But my most memorable experience at WBSM took place on a carefree summer's day. I pranced around on the front porch aimlessly while my father worked in the office. I don't recall what I was wearing-- a little dress or a pair of shorts perhaps. But whatever it was I can guarantee you that my knees were exposed, because I noticed a remarkable coincidence: my knees were exactly the same width as the space between the square vertical supports of the porch railing. I even tried it out. Yes, my knee was not one millimeter too wide or too narrow. It fit perfectly. I enjoyed this amazing piece of luck for a few moments, and then got bored with it and attempted to resume my prancing. But somehow, although my knee could move freely up and down, it could not come out.

I don't know whether I let out a distress call, or whether my father noticed I had been extremely close to the railing for longer than made sense, but shortly he was kneeling beside me, trying to free my knee. Soon a scraggly band of musicians and students gathered round and began to offer suggestions. I didn't like how this was going at all. My thoughts wandered to a peculiar store, the Artificial Limb and Brace, that I had passed on several occasions. Questioning an adult about its purpose, I had learned a great deal more about amputees and prosthetics than was probably called for. It occurred to me that soon I could be practicing shoe-tying with my own foot on the table facing me. This worry blossomed into terror when someone produced a saw.

Up until that point I doubt that I had conducted myself with anything like stoicism, but here I think I lost my composure entirely. Hippie vivisectionists! (So those hair-raising sounds from upstairs weren't beginning violin!) I redoubled my efforts to free myself and flee this band of fiends. My father talked to me soothingly, while holding me with increasing firmness. He reminded me to sit still as the saw made its slow progress through the wood. I did sit still. Outwardly, I may have even appeared to be precociously calm and courageous. But the reality was that my father had me totally immobilized. Finally the saw broke through, the slat wobbled a quarter inch, and I was liberated.

That was probably 28 years ago. Every now and then, when I'm in the neighborhood, I step onto the WBSM porch to see if the cut slat is still there. Last time I checked, it was.

■ Given exercise 1
According to the memoir text, why might the narrator have looked calm and courageous while the slat was being sawed?

■ Input data
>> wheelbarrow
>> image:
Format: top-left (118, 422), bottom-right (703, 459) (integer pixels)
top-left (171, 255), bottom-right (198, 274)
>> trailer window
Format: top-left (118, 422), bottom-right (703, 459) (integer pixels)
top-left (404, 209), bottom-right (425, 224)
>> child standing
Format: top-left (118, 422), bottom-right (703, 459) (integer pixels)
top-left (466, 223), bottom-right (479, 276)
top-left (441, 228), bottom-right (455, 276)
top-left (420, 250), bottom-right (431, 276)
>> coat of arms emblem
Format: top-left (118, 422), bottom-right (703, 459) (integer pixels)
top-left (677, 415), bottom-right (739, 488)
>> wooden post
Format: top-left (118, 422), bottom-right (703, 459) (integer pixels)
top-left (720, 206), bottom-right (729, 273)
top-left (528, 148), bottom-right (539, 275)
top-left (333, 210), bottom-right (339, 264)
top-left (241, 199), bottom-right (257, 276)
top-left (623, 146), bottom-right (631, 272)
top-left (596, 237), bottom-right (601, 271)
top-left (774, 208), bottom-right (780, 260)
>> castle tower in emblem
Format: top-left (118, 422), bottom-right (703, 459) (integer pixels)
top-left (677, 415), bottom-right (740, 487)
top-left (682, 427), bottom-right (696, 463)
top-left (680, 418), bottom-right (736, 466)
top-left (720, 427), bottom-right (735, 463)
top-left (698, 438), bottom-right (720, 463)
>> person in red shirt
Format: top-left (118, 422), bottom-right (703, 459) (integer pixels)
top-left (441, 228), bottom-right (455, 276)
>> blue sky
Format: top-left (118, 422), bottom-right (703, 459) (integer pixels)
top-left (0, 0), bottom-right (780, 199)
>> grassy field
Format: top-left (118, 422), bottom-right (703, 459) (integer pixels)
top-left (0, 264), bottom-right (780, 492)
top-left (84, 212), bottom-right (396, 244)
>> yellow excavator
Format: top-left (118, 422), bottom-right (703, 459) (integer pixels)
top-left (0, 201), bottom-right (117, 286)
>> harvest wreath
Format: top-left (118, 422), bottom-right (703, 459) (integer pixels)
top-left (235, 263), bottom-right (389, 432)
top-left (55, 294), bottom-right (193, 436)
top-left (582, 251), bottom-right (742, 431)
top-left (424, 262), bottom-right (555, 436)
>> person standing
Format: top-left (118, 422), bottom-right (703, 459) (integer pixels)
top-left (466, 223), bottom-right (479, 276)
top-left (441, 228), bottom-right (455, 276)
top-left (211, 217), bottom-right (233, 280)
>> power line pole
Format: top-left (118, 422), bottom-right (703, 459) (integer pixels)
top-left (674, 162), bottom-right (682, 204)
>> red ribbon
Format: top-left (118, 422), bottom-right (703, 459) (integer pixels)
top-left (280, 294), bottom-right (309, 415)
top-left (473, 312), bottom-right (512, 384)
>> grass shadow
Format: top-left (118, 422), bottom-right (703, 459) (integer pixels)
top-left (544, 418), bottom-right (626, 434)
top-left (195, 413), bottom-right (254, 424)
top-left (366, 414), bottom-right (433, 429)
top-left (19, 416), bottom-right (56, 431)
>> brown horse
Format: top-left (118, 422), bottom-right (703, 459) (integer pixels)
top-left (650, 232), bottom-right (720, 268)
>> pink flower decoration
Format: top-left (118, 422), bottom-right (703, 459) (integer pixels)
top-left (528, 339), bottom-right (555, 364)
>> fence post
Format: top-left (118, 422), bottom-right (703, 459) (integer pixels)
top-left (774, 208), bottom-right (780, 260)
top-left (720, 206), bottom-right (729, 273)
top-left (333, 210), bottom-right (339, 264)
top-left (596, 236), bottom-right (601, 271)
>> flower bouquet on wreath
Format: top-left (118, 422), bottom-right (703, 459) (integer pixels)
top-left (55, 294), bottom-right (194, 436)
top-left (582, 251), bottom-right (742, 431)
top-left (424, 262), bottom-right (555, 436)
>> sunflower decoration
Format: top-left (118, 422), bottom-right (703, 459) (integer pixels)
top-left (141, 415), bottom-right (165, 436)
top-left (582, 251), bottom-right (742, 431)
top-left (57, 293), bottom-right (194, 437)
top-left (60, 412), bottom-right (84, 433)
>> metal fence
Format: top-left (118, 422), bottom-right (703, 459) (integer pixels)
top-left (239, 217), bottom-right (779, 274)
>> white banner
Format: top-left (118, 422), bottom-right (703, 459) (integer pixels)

■ Given exercise 2
Reproduce the listing from its first line through the line containing "top-left (420, 250), bottom-right (431, 276)", adding 132 to every bounding-box coordinate in the answers and leaving the other lines unchanged.

■ Complete response 1
The narrator may have looked calm and courageous only because the father was holding the narrator so firmly that the narrator was completely immobilized.

■ Complete response 2
>> wheelbarrow
>> image:
Format: top-left (118, 422), bottom-right (703, 459) (integer pixels)
top-left (303, 387), bottom-right (330, 406)
>> trailer window
Format: top-left (118, 422), bottom-right (703, 459) (integer pixels)
top-left (536, 341), bottom-right (557, 356)
>> child standing
Format: top-left (118, 422), bottom-right (703, 459) (integer pixels)
top-left (598, 355), bottom-right (611, 408)
top-left (573, 360), bottom-right (587, 408)
top-left (552, 382), bottom-right (563, 408)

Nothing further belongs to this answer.